Pick out the lines in the listing below that contain the word "stone" and copy them.

**** DATASET CONTENT

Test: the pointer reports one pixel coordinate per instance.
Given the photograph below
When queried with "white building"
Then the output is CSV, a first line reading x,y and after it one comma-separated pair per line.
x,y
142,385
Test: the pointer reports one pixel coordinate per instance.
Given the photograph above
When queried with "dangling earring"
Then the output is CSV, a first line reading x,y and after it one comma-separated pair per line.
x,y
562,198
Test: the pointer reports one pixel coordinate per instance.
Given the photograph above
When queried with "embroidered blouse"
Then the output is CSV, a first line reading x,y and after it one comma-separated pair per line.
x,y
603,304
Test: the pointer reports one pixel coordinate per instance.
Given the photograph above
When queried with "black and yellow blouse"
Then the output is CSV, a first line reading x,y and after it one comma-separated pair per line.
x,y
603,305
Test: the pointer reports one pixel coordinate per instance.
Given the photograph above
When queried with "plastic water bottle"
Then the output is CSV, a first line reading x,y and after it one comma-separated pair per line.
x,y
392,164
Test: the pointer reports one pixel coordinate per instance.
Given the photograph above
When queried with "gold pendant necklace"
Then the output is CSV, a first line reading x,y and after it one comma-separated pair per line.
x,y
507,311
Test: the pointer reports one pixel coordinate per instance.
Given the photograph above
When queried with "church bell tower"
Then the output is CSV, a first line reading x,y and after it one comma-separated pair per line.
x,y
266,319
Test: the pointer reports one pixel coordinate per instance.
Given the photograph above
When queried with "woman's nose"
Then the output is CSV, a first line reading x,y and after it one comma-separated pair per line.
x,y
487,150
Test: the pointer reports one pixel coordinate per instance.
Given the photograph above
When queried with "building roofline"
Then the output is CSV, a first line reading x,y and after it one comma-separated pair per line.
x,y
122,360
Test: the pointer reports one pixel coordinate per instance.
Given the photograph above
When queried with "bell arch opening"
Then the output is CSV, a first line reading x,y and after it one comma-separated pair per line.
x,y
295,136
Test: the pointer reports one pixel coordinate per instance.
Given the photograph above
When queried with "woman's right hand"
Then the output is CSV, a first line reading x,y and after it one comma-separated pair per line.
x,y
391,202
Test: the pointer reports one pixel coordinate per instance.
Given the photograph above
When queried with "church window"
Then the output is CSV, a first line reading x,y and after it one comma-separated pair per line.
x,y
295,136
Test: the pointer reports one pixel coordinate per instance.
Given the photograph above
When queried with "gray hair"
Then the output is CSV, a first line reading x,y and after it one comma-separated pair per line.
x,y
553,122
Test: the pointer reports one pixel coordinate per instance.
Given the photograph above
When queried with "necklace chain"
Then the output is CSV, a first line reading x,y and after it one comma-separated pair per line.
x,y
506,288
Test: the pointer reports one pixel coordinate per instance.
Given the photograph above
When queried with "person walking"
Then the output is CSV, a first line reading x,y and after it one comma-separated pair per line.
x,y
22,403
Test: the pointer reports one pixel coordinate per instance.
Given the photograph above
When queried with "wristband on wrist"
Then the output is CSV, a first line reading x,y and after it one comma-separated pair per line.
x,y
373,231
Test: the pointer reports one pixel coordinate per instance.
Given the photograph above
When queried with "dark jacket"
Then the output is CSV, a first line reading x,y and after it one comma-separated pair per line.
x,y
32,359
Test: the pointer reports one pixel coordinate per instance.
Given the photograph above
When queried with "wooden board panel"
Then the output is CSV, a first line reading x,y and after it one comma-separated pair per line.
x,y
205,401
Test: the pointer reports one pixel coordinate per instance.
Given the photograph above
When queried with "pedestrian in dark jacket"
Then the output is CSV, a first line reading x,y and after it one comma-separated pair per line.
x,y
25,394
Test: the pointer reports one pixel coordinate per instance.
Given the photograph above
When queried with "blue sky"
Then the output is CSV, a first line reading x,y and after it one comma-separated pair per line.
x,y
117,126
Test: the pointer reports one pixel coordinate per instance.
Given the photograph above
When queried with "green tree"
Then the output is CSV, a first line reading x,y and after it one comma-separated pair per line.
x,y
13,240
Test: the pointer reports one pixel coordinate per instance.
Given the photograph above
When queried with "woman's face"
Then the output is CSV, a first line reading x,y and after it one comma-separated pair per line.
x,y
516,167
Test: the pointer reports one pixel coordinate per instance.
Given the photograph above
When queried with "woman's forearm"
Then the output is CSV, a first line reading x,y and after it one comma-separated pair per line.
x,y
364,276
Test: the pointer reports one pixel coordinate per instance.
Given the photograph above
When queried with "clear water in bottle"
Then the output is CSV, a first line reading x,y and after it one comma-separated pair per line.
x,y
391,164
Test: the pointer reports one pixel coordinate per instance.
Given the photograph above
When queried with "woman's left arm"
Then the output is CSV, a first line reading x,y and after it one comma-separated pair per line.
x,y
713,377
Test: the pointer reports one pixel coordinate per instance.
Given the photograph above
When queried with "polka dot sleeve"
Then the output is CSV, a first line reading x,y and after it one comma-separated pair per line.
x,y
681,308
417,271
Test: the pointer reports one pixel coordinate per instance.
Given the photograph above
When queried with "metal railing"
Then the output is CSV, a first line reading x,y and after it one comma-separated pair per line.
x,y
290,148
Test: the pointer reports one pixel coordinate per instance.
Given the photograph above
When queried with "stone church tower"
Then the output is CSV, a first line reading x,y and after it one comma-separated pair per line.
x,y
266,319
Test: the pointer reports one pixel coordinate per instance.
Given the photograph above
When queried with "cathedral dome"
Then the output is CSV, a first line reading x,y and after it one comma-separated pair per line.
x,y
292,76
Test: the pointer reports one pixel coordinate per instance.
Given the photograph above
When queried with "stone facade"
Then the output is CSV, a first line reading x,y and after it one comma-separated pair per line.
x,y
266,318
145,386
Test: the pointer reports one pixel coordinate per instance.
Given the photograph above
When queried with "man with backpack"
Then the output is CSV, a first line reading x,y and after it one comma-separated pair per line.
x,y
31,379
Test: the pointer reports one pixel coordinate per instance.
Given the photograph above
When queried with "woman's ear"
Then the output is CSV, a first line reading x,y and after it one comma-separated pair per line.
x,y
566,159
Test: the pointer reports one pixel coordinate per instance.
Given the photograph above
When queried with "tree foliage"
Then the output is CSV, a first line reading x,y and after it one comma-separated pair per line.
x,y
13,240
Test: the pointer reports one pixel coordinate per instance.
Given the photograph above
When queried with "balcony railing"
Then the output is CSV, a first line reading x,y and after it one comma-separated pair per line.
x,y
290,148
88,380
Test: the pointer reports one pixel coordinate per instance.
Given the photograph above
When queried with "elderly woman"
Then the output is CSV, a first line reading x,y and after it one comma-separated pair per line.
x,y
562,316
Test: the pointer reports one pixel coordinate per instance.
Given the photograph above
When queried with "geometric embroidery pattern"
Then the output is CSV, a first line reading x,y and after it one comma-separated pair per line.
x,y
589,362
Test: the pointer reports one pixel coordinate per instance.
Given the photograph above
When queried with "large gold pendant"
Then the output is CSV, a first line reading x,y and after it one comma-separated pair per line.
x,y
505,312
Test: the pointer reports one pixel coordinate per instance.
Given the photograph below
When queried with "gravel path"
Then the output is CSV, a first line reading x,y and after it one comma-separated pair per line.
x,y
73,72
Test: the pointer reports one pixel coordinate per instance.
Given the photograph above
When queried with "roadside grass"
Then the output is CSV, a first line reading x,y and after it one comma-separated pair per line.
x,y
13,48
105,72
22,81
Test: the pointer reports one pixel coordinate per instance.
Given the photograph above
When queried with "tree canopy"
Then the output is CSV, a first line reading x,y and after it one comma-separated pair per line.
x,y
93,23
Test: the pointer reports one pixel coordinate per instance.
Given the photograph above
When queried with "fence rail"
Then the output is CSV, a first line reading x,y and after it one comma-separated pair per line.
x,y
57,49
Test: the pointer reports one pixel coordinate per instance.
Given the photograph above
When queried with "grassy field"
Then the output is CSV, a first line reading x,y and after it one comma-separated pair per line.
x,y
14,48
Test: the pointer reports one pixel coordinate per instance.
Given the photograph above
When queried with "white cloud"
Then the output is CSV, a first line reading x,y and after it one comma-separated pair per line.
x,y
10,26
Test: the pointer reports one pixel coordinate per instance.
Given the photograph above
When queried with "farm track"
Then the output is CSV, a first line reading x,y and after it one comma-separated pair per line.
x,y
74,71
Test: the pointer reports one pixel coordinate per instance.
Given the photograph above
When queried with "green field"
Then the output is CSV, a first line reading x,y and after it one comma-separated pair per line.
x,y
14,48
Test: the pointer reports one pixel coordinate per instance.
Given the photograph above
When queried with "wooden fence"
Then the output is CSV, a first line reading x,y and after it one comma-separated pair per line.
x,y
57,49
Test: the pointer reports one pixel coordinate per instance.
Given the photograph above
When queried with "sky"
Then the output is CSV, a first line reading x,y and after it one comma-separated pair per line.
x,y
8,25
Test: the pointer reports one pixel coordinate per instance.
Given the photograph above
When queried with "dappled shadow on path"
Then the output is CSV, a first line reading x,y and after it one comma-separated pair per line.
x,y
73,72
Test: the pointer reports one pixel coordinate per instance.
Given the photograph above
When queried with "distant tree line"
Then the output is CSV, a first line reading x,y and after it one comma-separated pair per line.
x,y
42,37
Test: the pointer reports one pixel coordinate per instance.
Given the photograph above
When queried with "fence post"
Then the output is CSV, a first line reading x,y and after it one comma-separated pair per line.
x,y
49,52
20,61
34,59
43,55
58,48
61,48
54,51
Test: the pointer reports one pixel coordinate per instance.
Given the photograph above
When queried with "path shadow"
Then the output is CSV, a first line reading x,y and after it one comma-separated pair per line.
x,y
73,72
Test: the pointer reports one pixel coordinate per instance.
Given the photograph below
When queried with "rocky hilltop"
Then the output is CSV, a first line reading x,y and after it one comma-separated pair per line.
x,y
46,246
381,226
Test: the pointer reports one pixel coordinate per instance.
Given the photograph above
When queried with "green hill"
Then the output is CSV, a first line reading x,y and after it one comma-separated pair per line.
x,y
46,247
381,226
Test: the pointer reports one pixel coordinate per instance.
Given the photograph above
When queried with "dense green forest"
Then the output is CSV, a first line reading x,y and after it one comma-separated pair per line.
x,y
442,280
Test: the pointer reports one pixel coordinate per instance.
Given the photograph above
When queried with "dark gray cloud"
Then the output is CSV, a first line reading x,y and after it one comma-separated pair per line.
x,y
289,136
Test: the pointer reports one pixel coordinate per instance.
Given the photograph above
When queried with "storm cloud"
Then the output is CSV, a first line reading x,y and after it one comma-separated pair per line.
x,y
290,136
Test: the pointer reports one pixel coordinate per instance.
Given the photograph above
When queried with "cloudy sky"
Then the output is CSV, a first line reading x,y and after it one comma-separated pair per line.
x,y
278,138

********

# [EXERCISE SOLUTION]
When queried with "stone church tower"
When queried with "stone facade"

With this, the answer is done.